### Reading text
* START *
For example, ro revcheck counts 20 notinen files, but lists 21. The code that extracts hashes, determines files final status and count cases are spread in so many places that it is impossible to make further progress. But as doc-base and web-doc revchecks are run with different times (and checkout states), some differences are expected.

And with other PRs in place (listed above), I think it's time to push for this. I plan to:

  1. Merge this PR in the following week, if there are no objections;
  2. In the meantime, to open various separated issues some minor, some major, that changes revcheck results;
  3. The minor issues to be pushed separately;
  4. Two major issues, dealing with [skip-revcheck], to be pushed around early December.

This new "lib revcheck" code is somewhat future proofed, in the sense that the modifications above only generate exchanged data, and no further changes in database or HTML generating would be necessary.
* END *
### Exercise A
Copy the revcheck discussion from "1. Merge this" to "around early December.", changing "early December" to "late November".
### Exercise B
Write the next part of the revcheck discussion, beginning after its final sentence.

Saved entries
* START *
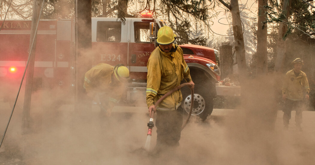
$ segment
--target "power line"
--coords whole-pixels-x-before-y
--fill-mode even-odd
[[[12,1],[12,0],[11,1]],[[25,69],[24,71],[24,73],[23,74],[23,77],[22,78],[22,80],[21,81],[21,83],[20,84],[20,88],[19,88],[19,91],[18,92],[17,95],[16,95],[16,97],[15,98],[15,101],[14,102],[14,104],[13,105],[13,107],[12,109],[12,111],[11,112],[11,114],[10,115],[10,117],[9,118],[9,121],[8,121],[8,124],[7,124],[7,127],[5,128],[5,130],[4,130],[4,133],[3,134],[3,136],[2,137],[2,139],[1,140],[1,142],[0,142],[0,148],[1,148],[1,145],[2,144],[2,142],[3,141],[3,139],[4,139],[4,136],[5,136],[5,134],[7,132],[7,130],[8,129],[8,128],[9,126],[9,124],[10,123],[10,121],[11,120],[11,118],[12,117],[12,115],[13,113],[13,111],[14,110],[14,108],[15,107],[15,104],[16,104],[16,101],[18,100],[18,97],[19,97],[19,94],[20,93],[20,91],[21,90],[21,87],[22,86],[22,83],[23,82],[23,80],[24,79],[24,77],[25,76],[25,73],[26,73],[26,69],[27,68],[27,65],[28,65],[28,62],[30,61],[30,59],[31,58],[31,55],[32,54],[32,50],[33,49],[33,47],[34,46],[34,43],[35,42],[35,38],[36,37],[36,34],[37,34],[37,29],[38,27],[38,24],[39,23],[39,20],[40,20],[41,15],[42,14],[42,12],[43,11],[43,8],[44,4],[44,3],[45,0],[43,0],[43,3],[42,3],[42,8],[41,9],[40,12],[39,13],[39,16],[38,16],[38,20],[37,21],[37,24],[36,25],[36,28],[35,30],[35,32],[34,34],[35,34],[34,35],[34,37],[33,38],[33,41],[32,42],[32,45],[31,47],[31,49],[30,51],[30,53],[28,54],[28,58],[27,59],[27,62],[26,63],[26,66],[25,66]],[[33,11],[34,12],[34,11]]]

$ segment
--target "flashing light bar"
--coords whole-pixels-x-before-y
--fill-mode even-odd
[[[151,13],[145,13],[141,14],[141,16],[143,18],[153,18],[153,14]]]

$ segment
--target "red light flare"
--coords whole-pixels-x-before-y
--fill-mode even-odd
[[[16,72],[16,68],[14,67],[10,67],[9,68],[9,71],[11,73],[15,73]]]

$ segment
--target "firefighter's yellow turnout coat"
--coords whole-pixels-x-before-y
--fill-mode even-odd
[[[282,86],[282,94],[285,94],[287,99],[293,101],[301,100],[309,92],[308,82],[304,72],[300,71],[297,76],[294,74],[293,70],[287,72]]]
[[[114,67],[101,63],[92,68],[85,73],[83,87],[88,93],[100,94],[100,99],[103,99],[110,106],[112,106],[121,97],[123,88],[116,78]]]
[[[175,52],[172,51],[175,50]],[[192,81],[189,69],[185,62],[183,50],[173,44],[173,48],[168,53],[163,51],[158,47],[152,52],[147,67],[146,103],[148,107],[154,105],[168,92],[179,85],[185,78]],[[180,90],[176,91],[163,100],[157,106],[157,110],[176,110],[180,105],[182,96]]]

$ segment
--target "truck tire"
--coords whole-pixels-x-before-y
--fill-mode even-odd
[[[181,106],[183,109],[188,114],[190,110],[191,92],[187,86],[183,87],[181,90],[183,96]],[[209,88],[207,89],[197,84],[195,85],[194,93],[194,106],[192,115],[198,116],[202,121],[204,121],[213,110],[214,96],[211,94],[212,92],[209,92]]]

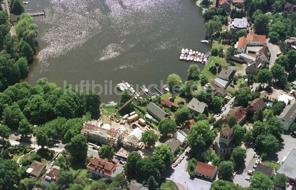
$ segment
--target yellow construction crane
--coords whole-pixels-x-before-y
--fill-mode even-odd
* END *
### Task response A
1. Merge this PR in the following week, if there are no objections;
  2. In the meantime, to open various separated issues some minor, some major, that changes revcheck results;
  3. The minor issues to be pushed separately;
  4. Two major issues, dealing with [skip-revcheck], to be pushed around late November.

### Task response B
alfsb commented 1 week ago

Merged. Further issues/PRs will consider this as baseline. Is necessary to comment/notify the PRs of system and web-doc, above?

jimwins commented 1 week ago

All handled now, new data is live on https://doc.php.net/.

alfsb commented 1 week ago

Yay! Let's celebrate. No more duplicated revcheck code in various repositories.

I will treat myself with a good wine tonight.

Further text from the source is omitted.